■ Instrucciones de la tarea
Prosigue el texto sobre el espíritu creativo y el intercambio de dones, que figura más abajo, a partir de su última oración.

■ Texto extraído
☆ ☆ ☆
SEGUNDA PARTE
DOS EXPERIMENTOS SOBRE LA ESTÉTICA DEL DON
8. EL COMERCIO DEL ESPÍRITU CREATIVO
Mira a este tu menesteroso, cómo obra en ti con su arte.
GEORGE HERBERT
En la segunda parte de este libro dirigiremos nuestra atención hacia dos poetas bien distintos, Walt Whitman y Ezra Pound, para examinar su obra y su vida en los términos del intercambio de dones. Sin embargo, antes de afrontar estos casos concretos, tengo la sensación de que debería determinar mi punto de vista en este nuevo contexto. Con apenas unas excepciones, desde el principio he tenido la esperanza de que la etnografía, los cuentos de hadas y las anécdotas de la primera parte de esta obra se pudiesen interpretar como parábolas o relatos ilustrativos sobre el espíritu creativo; antes de empezar a aplicar el lenguaje de esas parábolas a unos poetas particulares, me gustaría ofrecer ciertas muestras de cómo se pueden interpretar.
Empecemos por el principio, con la cuestión del origen de la obra de un artista.
Una porción esencial de la labor de cualquier artista no es tanto la creación como la invocación. Parte de la obra no se puede hacer, se ha de recibir, y no podemos obtener este don salvo, quizá, a base de súplicas, de agasajos, de crear dentro de nosotros ese «cuenco de la limosna» hacia el que se ve atraído el don. Recordemos al Maestro Eckhart: «Qué defecto tan grave tendría Dios si, al hallaros tan vacíos y tan desnudos, no obrara ningún prodigio en vosotros ni os cubriese de gloriosos dones». La esperanza que tiene el artista es que podamos decir lo mismo del espíritu creativo. En un ensayo autobiográfico, el poeta polaco Czesław Miłosz habla de la «certeza interior» que sentía cuando era joven «de que existe un punto luminoso donde se cruzan todas las líneas […]. Esta certeza también implicaba mi relación con ese punto», nos cuenta. «Tenía la fortísima sensación de que nada dependía de mi voluntad, de que todo cuanto pudiera lograr en la vida no lo obtendría por mi propio esfuerzo, sino que lo recibiría como un don».
No todos los artistas utilizan estas mismas palabras, pero son pocos los que no hayan tenido esta sensación de que algún elemento de su obra les llega desde una fuente que ellos no controlan.
☆ ☆ ☆
■ Información proporcionada
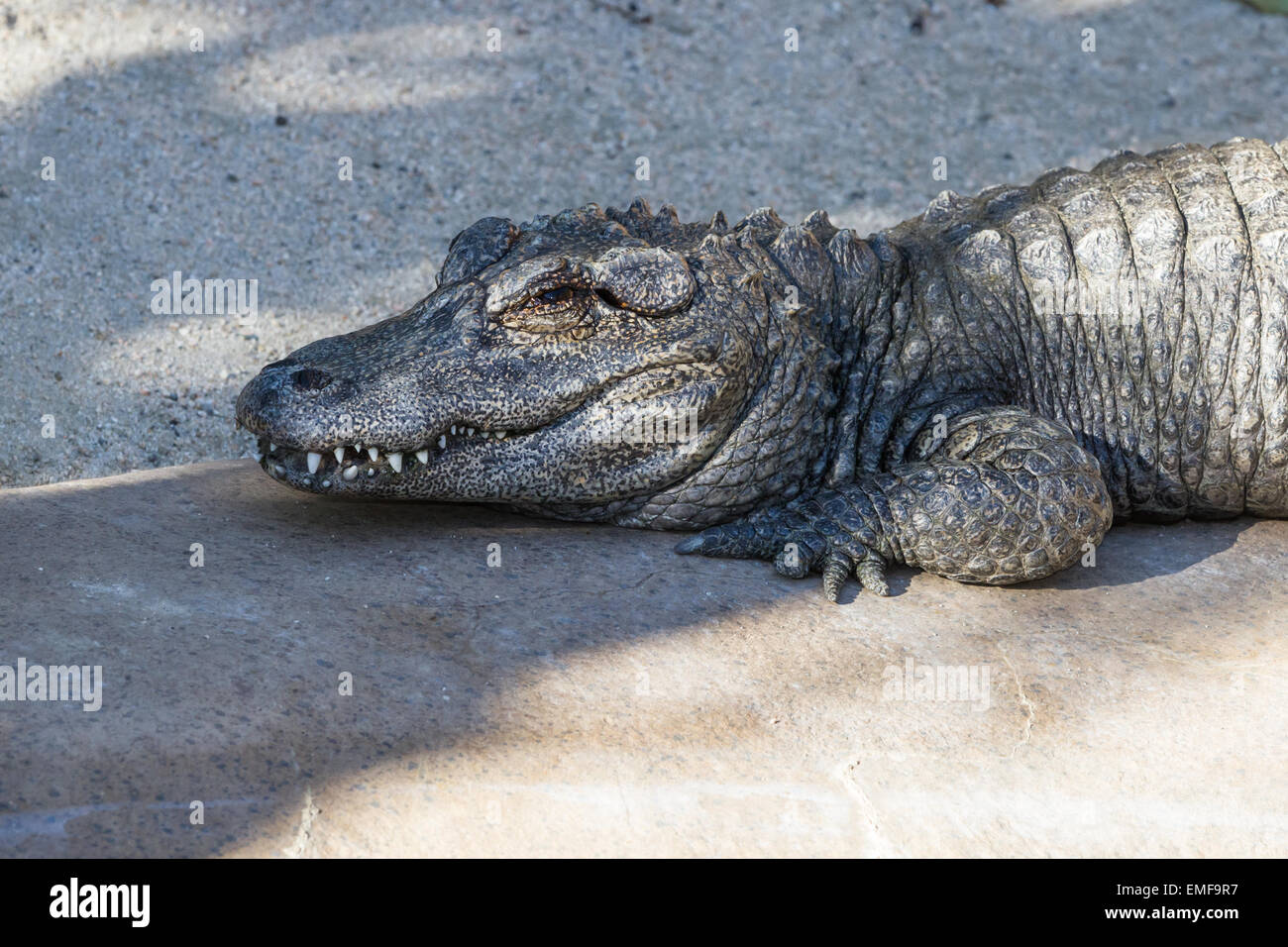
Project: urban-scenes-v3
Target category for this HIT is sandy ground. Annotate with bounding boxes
☆ ☆ ☆
■ Resultado del ejercicio
Harold Pinter, en una carta al director de su obra La fiesta de cumpleaños:
Aquello germinó y creció solo. Avanzaba conforme a su propia lógica. ¿Y qué hice yo? Seguí las indicaciones, mantuve la mirada muy atenta a las pistas que iba viendo que yo mismo me dejaba. El texto se fue disponiendo en términos dramáticos sin la menos traba. La voz de los personajes me sonaba en los oídos: se me hacía patente lo que diría uno y cuál sería la respuesta del otro en cualquier momento dado. Se me hacía patente lo que no dirían, ni podrían decir, jamás, deseara uno lo que desease […].
Una vez quedó bien cocinado, comencé a sacar ciertas conclusiones. No obstante, la cuestión es que, llegados a ese punto, la obra era ya su propio universo. Estaba determinada por su propia imagen generadora.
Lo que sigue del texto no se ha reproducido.